Print the data below verbatim, line for line, changing nothing.

**Dataset rows showing where objects appear**
== == ==

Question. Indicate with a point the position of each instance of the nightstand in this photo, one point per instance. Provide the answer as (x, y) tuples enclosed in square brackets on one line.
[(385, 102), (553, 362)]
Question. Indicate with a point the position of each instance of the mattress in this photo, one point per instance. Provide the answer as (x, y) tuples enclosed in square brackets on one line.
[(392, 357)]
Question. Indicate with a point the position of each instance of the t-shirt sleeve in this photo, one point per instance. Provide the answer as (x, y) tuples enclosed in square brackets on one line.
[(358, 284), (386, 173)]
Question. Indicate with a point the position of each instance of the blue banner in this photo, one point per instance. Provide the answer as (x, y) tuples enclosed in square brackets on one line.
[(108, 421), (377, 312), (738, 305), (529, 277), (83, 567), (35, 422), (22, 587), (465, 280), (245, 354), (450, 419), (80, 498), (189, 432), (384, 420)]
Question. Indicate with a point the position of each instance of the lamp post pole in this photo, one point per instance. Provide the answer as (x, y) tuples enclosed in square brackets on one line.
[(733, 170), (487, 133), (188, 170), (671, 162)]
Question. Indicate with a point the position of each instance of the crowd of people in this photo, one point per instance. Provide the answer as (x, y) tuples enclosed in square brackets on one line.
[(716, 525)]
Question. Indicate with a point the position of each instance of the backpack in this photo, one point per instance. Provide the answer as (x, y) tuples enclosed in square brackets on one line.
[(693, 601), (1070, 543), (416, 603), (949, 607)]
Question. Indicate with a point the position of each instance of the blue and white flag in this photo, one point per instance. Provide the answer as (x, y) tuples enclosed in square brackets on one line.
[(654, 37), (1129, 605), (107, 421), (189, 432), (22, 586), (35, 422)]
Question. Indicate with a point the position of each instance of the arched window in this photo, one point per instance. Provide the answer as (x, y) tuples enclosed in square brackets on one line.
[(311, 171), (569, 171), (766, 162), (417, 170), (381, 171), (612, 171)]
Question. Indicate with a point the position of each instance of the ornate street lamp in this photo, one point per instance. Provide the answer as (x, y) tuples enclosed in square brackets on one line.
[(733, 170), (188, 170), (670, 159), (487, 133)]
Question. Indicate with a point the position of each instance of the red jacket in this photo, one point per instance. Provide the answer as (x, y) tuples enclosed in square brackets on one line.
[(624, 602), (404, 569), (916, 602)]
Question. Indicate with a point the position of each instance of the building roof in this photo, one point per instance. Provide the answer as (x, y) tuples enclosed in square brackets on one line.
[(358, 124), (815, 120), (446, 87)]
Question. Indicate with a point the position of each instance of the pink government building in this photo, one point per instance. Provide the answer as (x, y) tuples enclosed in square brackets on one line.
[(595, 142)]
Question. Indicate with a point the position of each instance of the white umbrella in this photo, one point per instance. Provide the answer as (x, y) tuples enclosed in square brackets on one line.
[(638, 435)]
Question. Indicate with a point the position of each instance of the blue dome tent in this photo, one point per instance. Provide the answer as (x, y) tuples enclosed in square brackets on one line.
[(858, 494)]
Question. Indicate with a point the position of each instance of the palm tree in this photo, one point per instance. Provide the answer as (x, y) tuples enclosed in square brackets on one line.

== == ==

**Solution**
Question. Indicate with a point the position of each instance of the nightstand in this photo, one point per instance. Provide the answer as (x, y) tuples enclosed in square brackets on one line.
[(385, 102), (553, 362)]
Question. Indicate with a point the position of each instance of the mattress in this photo, one point per instance. Provide the answer as (x, y) tuples enclosed in square brackets on one line.
[(392, 357)]
Question. Indicate with a point the position of each instance of the t-shirt sleeve in this photo, one point per instance. Provide the answer as (x, y) tuples enclosed in square brackets on one line.
[(358, 284), (386, 173)]
Question. Indicate with a point the position of each instance of the blue banner in this photo, one point per instance. Provide the answer as (x, y) tuples enclosed in square brackets on one line.
[(108, 421), (377, 312), (738, 305), (529, 277), (83, 567), (35, 422), (22, 587), (465, 280), (245, 354), (450, 419), (80, 498), (189, 432), (384, 420)]
Question. Indicate with a point the position of each instance of the lamp post pole in this photo, one point per instance. Provide the answer as (x, y) tuples enclosed in square brackets on one line.
[(733, 170), (487, 133), (188, 170), (671, 162)]
Question. Indicate with a point the position of each instance of the crowd of people in this photo, one point per instance. Provide the answer as (x, y) tuples enclosed in square brackets on one line.
[(716, 525)]
Question. Indicate with a point the position of each instance of the backpack in this photo, one point per instance. Provide the answer as (x, y) tuples enclosed in square brackets on one line.
[(693, 601), (1070, 543), (416, 603), (949, 607)]
Question. Indicate with a point the position of each instance of the blue and white flag in this photo, one point per instance. Provide the answer as (x, y) tuples enclosed in square brackets on one line.
[(654, 37), (1129, 605), (107, 421), (189, 432), (22, 586), (35, 422)]
Question. Indicate with a point the position of each instance of the arched window in this photo, one point per instance. Provide the answer as (x, y) tuples enclosed in square brackets on one line.
[(311, 171), (569, 171), (766, 162), (417, 170), (381, 171), (612, 171)]
Question. Indicate with a point the position of each instance of the ornate street lamp in this photo, one point per instance. Provide the answer as (x, y) tuples enclosed in square brackets on one line.
[(733, 170), (188, 170), (670, 159), (487, 133)]
Question. Indicate with a point the position of each instance of the red jacket in this photo, one point per instance. Provide the answer as (x, y) tuples enclosed in square brackets on one line.
[(624, 602), (404, 569), (916, 602)]
Question. Indicate with a point the position of each instance of the building roof in this photo, one point per instance. Provide the answer as (x, y) tuples enclosed in square brackets on one line.
[(358, 124), (815, 120), (446, 87)]
Question. Indicate with a point the position of each instance of the pink government building in this photo, one point per instance. Provide the answer as (x, y) tuples enclosed in square brackets on one line.
[(595, 142)]
Question. Indicate with a point the position of each instance of the white umbrella in this photo, one point per instance. Provide the answer as (x, y) tuples enclosed in square brackets on one line.
[(638, 435)]
Question. Indicate with a point the position of each instance of the blue dome tent in this photo, one point per instance. Provide the answer as (x, y) tuples enclosed in square brackets on one line.
[(858, 494)]
Question. Indicate with a point the position of each instance of the palm tree in this photo, one point per instance. Provide the answer as (x, y) tuples enclosed in square brackets on one line.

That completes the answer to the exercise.